++++ EXCERPT PROVIDED ++++
In what could reignite Bhutan’s long held fascination for the Yeti or ‘Migoi’ an official report filed by a Ranger of the Thrumshingla National Park on 3rd September, 2012 claims the discovery of ‘Yeti droppings’.
Thrumshingla Park Ranger Pema who had gone to Tang, Bumthang to file a report of cattle killed by a Tiger collected the Yeti droppings from a Mr. Dorji Wangdi a resident of Benjibi village in Bumthang.
The report says that Dorji Wangdi in turn collected the ‘Yeti droppings’ on 14 August 2011 at around 9 am from the Kumurting blue pine forest.
Mr. Dorji Wangdi apparently enjoys some credibility among Yeti watchers as the report mentions that sometime in the 1980s the same farmer sighted the foot print of a Yeti, collected the scat (droppings) and hand it over to His Majesty the Fourth King.
The park officials have collected the dropping and brought to the office for DNA analysis to confirm the ‘species’.
Internationally the scientific community generally regards the yeti as a legend, given the lack of conclusive evidence but there are those who also believe in its probable existence due to the partial evidences made available so far.
One of the most significant evidences was discovered in 2001 in Bhutan when British scientists came across a strand of hair deep in a forest which on DNA analysis did not match any known animal like bear, ape etc.
The hair was found on the inside of the hollow of a cedar tree. The team found foot prints near the tree and scratches inside the hollow.
Some of the hair was taken back to the UK for DNA testing. Bryan Sykes, Professor of Human Genetics at the Oxford Institute of Molecular Medicine and one of the world’s leading experts on DNA analysis examined the hair. He had then said in an interview, “We found some DNA in it, but we don’t know what it is. It’s not a human, not a bear not anything else we have so far been able to identify. It’s a mystery and I never thought this would end in a mystery. We have never encountered DNA that we couldn’t recognize before”.
“The story of a Migoi was told to me but I haven’t really encountered a Migoi yet and my belief is we could have it according to the true stories which were passed down the generations,” said Dr. Sonam Wangyel Wang formerly of the forest department and now with the Royal Education Council.
He also said that a team was sent to various suspected places in the country in a hunt of yeti after people believed its existence but could not encounter with it. He added that scientifically he believes that the Apes and Bigfoot once existed but due to the climate change it might have disappeared.
When asked about the recent sight of yeti scat in TNP Dr. Sonam Wangyel Wang said that the scat should be first analyzed and matched with the depiction about the yeti (recorded scientifically).
The Sakteng Wildlife Sanctuary, a large national park, was created in part as a place to protect it. Once Bhutan bothered to set up a postal system, in the early 1960s, Bhutan issued stamps honoring the Migoi.
Bhutan’s Nature Conservation Department has around half a dozen framed plaster casts mounted on the wall. The frames show the outline of irregular grayish footprints around 12 inches long. All, according to small signs, come from yetis.
Many traditional beliefs remain deeply ingrained in Bhutan that the yeti exists while among the modern and educated community the Yeti is more myth then real.
++++ EXERCISE DATA ++++
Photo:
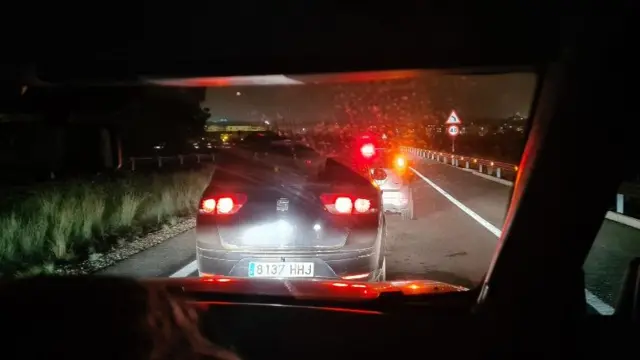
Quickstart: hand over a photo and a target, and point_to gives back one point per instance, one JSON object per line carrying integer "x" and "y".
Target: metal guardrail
{"x": 160, "y": 161}
{"x": 506, "y": 172}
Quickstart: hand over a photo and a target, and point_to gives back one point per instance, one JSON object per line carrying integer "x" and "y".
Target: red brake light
{"x": 208, "y": 206}
{"x": 343, "y": 205}
{"x": 340, "y": 204}
{"x": 367, "y": 150}
{"x": 225, "y": 205}
{"x": 222, "y": 204}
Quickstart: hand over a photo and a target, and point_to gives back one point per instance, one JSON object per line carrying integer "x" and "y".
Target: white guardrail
{"x": 159, "y": 161}
{"x": 505, "y": 174}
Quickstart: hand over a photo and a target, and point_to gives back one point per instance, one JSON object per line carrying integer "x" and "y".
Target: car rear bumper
{"x": 395, "y": 201}
{"x": 336, "y": 264}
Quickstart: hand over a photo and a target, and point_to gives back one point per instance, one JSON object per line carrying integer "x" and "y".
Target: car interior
{"x": 532, "y": 300}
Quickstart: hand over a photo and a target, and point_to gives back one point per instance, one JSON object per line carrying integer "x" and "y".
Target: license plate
{"x": 280, "y": 269}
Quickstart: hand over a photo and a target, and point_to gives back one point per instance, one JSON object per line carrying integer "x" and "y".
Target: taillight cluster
{"x": 341, "y": 204}
{"x": 368, "y": 150}
{"x": 226, "y": 204}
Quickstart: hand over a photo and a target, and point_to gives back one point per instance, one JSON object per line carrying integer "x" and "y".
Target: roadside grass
{"x": 69, "y": 223}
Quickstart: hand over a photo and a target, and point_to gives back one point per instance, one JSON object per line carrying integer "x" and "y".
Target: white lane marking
{"x": 595, "y": 302}
{"x": 497, "y": 232}
{"x": 187, "y": 270}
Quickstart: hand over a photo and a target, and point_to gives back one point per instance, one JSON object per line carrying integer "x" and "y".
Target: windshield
{"x": 293, "y": 181}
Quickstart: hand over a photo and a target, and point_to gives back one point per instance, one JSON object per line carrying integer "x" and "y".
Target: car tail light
{"x": 341, "y": 204}
{"x": 368, "y": 150}
{"x": 226, "y": 204}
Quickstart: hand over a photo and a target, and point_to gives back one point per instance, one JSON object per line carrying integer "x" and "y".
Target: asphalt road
{"x": 459, "y": 217}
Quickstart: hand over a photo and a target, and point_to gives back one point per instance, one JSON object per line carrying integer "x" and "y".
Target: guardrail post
{"x": 620, "y": 203}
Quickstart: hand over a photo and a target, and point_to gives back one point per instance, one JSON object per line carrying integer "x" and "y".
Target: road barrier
{"x": 163, "y": 161}
{"x": 505, "y": 173}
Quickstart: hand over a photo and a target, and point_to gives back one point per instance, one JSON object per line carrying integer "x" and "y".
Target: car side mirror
{"x": 378, "y": 174}
{"x": 628, "y": 307}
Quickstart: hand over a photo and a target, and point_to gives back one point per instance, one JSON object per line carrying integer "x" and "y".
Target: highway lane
{"x": 444, "y": 243}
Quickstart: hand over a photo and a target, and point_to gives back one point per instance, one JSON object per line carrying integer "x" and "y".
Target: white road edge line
{"x": 597, "y": 303}
{"x": 187, "y": 270}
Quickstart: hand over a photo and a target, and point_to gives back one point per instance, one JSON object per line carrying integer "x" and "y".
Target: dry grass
{"x": 71, "y": 222}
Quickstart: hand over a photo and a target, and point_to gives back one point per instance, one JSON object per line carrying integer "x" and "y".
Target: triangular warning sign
{"x": 453, "y": 119}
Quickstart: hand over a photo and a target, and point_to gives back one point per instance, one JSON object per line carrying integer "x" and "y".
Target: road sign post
{"x": 453, "y": 129}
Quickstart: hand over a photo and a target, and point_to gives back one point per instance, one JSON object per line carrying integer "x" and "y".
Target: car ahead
{"x": 392, "y": 173}
{"x": 284, "y": 211}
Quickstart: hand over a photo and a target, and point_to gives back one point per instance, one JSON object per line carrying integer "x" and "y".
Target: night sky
{"x": 430, "y": 97}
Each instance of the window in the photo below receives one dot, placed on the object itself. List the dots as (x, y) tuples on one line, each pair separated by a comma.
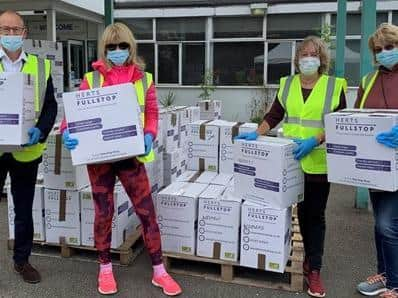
++++
APPLY WHAT YOU READ:
[1] Repeat everything in the Yeti article from "One of the most" down to "inside the hollow.".
[2] According to the Yeti article, on what date and at what time did Dorji Wangdi collect the droppings?
[3] Which people does the Yeti article identify by personal name?

ANSWERS TO THE EXERCISES:
[1]
One of the most significant evidences was discovered in 2001 in Bhutan when British scientists came across a strand of hair deep in a forest which on DNA analysis did not match any known animal like bear, ape etc.
The hair was found on the inside of the hollow of a cedar tree. The team found foot prints near the tree and scratches inside the hollow.

[2] On 14 August 2011, at around 9 am.

[3]
- Pema
- Dorji Wangdi
- Bryan Sykes
- Sonam Wangyel Wang